* REQUIREMENT *
Rewrite every line of the rows below as a Markdown table with two columns, Number and Line. Leave out blank lines, and put each remaining line's sequence number under Number and its text under Line.

* RECORDS FOR THE EXERCISE *
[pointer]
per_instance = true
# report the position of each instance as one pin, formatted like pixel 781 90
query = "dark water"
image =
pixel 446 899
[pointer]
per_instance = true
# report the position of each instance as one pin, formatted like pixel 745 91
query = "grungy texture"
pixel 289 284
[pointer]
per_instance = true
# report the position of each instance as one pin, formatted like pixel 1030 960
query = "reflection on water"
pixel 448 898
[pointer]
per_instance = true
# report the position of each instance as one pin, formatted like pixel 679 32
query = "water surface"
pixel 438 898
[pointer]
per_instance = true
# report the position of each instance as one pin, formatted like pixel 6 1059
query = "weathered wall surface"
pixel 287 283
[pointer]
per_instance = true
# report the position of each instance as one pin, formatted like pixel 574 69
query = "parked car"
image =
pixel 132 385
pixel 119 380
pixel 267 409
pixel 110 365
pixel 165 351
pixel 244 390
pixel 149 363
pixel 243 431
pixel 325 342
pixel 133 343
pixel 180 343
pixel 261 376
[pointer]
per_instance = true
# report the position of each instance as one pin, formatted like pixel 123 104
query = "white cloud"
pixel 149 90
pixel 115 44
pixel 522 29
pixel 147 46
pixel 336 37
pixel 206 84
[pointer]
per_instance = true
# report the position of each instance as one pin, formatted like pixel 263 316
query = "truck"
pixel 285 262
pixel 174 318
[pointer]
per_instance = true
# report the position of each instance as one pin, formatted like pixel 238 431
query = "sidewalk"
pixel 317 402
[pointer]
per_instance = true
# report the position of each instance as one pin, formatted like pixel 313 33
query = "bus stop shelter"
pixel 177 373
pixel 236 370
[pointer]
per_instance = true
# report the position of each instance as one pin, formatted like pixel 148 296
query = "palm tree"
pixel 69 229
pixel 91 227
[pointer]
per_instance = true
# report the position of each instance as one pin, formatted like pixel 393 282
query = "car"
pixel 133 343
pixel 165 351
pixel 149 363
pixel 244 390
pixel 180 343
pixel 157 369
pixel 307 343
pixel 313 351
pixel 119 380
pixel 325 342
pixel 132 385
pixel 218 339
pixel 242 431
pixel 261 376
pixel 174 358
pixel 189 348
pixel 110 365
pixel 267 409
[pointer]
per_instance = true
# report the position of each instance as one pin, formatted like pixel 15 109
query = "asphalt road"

* WRITTEN SOLUTION *
| Number | Line |
|---|---|
| 1 | [pointer] |
| 2 | per_instance = true |
| 3 | # report the position of each instance as one pin, formatted like pixel 781 90 |
| 4 | query = "dark water" |
| 5 | image = |
| 6 | pixel 446 899 |
| 7 | [pointer] |
| 8 | per_instance = true |
| 9 | # report the position of each instance as one pin, formatted like pixel 745 91 |
| 10 | query = "grungy texture" |
| 11 | pixel 289 284 |
| 12 | [pointer] |
| 13 | per_instance = true |
| 14 | # report the position of each instance as one pin, formatted like pixel 1030 960 |
| 15 | query = "reflection on water" |
| 16 | pixel 448 898 |
| 17 | [pointer] |
| 18 | per_instance = true |
| 19 | # report the position of each instance as one pin, formatted like pixel 679 32 |
| 20 | query = "water surface" |
| 21 | pixel 438 898 |
| 22 | [pointer] |
| 23 | per_instance = true |
| 24 | # report the position of each instance as one pin, formatted like pixel 6 1059 |
| 25 | query = "weathered wall surface" |
| 26 | pixel 287 283 |
| 27 | [pointer] |
| 28 | per_instance = true |
| 29 | # report the position of each instance as one pin, formatted like pixel 574 69 |
| 30 | query = "parked car" |
| 31 | image = |
| 32 | pixel 132 385 |
| 33 | pixel 119 380 |
| 34 | pixel 267 409 |
| 35 | pixel 110 365 |
| 36 | pixel 165 351 |
| 37 | pixel 244 390 |
| 38 | pixel 149 363 |
| 39 | pixel 243 431 |
| 40 | pixel 325 342 |
| 41 | pixel 133 343 |
| 42 | pixel 180 343 |
| 43 | pixel 261 376 |
| 44 | [pointer] |
| 45 | per_instance = true |
| 46 | # report the position of each instance as one pin, formatted like pixel 123 104 |
| 47 | query = "white cloud" |
| 48 | pixel 149 90 |
| 49 | pixel 115 44 |
| 50 | pixel 522 29 |
| 51 | pixel 147 46 |
| 52 | pixel 336 37 |
| 53 | pixel 206 84 |
| 54 | [pointer] |
| 55 | per_instance = true |
| 56 | # report the position of each instance as one pin, formatted like pixel 263 316 |
| 57 | query = "truck" |
| 58 | pixel 285 262 |
| 59 | pixel 174 318 |
| 60 | [pointer] |
| 61 | per_instance = true |
| 62 | # report the position of each instance as one pin, formatted like pixel 238 431 |
| 63 | query = "sidewalk" |
| 64 | pixel 317 402 |
| 65 | [pointer] |
| 66 | per_instance = true |
| 67 | # report the position of each instance as one pin, formatted like pixel 313 33 |
| 68 | query = "bus stop shelter" |
| 69 | pixel 177 373 |
| 70 | pixel 236 370 |
| 71 | [pointer] |
| 72 | per_instance = true |
| 73 | # report the position of each instance as one pin, formatted like pixel 148 296 |
| 74 | query = "palm tree" |
| 75 | pixel 69 229 |
| 76 | pixel 91 227 |
| 77 | [pointer] |
| 78 | per_instance = true |
| 79 | # report the position of each instance as one pin, formatted like pixel 393 282 |
| 80 | query = "car" |
| 81 | pixel 133 343 |
| 82 | pixel 165 351 |
| 83 | pixel 149 363 |
| 84 | pixel 244 390 |
| 85 | pixel 180 343 |
| 86 | pixel 157 369 |
| 87 | pixel 307 343 |
| 88 | pixel 313 351 |
| 89 | pixel 119 380 |
| 90 | pixel 325 342 |
| 91 | pixel 132 385 |
| 92 | pixel 218 339 |
| 93 | pixel 242 431 |
| 94 | pixel 261 376 |
| 95 | pixel 174 358 |
| 96 | pixel 189 348 |
| 97 | pixel 110 365 |
| 98 | pixel 267 409 |
| 99 | [pointer] |
| 100 | per_instance = true |
| 101 | # report the position of each instance as one pin, formatted like pixel 15 109 |
| 102 | query = "asphalt road" |